Work task =>
What you return must match the records below exactly, down to each character.

---+---

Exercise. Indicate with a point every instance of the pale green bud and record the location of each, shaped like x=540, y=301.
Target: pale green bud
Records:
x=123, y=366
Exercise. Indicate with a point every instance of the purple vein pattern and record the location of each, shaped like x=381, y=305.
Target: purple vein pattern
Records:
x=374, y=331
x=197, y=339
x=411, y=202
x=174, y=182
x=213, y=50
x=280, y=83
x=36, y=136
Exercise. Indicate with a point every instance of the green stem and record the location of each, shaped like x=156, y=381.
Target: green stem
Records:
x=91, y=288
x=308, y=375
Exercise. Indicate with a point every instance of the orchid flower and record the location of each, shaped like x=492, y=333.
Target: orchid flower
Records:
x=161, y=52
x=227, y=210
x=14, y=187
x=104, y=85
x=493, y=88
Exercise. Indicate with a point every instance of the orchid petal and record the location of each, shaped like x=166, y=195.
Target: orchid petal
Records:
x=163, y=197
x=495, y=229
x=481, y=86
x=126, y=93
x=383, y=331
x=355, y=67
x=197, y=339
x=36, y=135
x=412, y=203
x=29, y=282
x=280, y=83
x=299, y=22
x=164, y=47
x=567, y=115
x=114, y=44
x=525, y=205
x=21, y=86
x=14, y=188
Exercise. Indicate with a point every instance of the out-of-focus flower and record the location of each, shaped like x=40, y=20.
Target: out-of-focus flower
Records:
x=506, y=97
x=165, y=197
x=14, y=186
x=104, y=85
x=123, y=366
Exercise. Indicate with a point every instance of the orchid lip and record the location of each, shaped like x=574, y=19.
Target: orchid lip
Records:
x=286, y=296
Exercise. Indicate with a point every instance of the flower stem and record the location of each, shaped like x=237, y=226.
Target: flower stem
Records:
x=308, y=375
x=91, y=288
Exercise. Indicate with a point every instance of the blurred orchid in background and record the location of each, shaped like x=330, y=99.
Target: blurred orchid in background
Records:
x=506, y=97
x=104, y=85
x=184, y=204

---+---

Result of the task =>
Exercise. Indicate with a point every instance of the pale green bud and record the location of each, shaped like x=540, y=301.
Target: pale green bud
Records:
x=123, y=366
Exercise. Indicate with a point every instance of the purple vein pattern and record the location of each, shaped like x=381, y=305.
Target: purple vein pattern
Records:
x=374, y=331
x=197, y=339
x=411, y=202
x=174, y=182
x=213, y=50
x=280, y=83
x=36, y=136
Exercise. Indicate with a point every instance of the green stem and record the location of each, shaped like x=156, y=381.
Target: green stem
Records:
x=91, y=288
x=308, y=375
Exercise. Indicate with a point every instance of the orchid flower and record the location of each, shaped like x=492, y=333.
Target: orchid flower
Records:
x=161, y=52
x=227, y=210
x=14, y=187
x=104, y=85
x=493, y=88
Exercise. Indicate with a point every instance of the orchid petal and record the location of each, shaped like x=166, y=195.
Target: orchid petal
Records:
x=163, y=197
x=495, y=229
x=481, y=86
x=126, y=93
x=383, y=331
x=355, y=67
x=197, y=339
x=36, y=135
x=412, y=203
x=29, y=282
x=280, y=83
x=299, y=22
x=164, y=47
x=567, y=115
x=114, y=44
x=525, y=205
x=21, y=86
x=14, y=188
Exercise. Indicate with a point every instance of the out-of-focus flower and record the location of each, shaped like x=40, y=20.
Target: out-of-focus flower
Records:
x=506, y=97
x=165, y=197
x=14, y=186
x=104, y=85
x=123, y=366
Exercise. Indicate with a point every instance of the orchid lip and record the location of each, shaped like x=574, y=19.
Target: orchid lip
Records:
x=286, y=296
Exercise. Indicate with a point every instance of the flower stem and record the location of each, shaped like x=237, y=226.
Target: flower stem
Records:
x=308, y=375
x=91, y=288
Exercise. Indicate with a point every instance of the blurred orchid in background and record the location of each, shaped like x=330, y=99.
Target: blurred orchid in background
Records:
x=506, y=97
x=104, y=85
x=184, y=204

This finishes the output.